| REQUIREMENT |
Please write out exactly the lines that begin at the line containing "baseball player, where" and run to the end of the records.

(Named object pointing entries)
++++++++++
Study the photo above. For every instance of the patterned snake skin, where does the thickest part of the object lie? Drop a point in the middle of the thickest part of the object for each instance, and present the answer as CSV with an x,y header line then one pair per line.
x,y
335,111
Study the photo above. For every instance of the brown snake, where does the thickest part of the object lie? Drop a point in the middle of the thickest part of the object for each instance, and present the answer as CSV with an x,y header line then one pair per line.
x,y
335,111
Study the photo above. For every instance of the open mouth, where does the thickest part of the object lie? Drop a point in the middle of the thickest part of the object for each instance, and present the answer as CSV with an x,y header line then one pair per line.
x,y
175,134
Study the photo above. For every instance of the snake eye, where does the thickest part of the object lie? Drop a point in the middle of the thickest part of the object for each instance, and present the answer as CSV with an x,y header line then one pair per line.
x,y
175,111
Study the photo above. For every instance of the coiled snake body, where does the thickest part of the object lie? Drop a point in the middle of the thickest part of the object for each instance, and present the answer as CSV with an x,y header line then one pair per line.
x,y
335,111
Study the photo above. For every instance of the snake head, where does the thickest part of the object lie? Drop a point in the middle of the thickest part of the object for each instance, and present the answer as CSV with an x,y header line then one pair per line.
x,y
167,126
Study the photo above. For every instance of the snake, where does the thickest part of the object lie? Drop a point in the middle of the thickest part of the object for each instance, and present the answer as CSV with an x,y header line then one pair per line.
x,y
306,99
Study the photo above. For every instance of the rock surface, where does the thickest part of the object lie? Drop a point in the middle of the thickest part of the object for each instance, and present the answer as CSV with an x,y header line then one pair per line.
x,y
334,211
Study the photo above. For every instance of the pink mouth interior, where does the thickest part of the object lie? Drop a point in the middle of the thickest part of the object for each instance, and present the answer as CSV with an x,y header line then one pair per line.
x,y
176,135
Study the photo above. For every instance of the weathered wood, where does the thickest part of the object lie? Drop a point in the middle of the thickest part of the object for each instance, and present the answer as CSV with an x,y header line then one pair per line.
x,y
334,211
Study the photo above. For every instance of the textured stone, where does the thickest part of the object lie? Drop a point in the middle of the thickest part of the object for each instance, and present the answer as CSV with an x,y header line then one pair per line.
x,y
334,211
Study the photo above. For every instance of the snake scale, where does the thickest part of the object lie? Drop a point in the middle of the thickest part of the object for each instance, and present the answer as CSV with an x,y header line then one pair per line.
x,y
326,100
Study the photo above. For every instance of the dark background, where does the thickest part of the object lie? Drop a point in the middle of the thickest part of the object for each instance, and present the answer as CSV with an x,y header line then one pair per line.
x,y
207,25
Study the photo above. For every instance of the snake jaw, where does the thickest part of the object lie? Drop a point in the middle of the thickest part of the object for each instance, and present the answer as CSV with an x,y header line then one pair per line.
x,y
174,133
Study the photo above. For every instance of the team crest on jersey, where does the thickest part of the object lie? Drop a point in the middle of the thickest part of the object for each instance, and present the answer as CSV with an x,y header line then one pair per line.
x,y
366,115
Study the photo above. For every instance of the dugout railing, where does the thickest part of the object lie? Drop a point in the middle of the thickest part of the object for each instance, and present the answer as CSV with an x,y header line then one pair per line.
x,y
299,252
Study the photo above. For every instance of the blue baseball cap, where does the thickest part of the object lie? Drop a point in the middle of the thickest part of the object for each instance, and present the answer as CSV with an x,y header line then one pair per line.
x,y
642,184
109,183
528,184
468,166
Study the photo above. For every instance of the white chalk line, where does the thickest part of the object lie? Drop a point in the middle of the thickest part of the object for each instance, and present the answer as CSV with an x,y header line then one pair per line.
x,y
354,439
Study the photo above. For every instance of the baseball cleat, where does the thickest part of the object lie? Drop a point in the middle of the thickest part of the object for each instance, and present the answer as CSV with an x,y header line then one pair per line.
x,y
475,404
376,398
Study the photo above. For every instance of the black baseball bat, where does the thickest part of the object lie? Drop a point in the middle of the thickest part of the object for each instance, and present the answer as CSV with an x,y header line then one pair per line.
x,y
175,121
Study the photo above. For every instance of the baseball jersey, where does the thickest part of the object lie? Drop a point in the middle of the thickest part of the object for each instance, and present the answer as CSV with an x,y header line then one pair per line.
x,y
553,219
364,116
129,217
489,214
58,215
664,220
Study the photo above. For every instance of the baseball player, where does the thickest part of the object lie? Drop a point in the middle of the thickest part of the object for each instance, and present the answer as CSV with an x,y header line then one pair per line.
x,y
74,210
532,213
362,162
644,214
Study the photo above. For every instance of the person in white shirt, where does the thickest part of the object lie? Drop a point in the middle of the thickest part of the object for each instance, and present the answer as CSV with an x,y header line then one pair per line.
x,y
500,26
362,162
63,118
++++++++++
| WRITTEN RESPONSE |
Study the photo above. For every instance of the baseball player, where does the thickest part of the object lie? Drop a point in the middle of the thickest part of the object for each instance, and present the answer as CSV with an x,y header line then one pair per line.
x,y
74,210
532,213
362,162
644,214
Study the photo above. For every instance of the person in white shirt, where does the thickest part of the object lie? Drop a point in the middle of the thickest part of the object for each instance, and present the answer as CSV with an x,y header line then one pair per line.
x,y
500,26
362,162
63,118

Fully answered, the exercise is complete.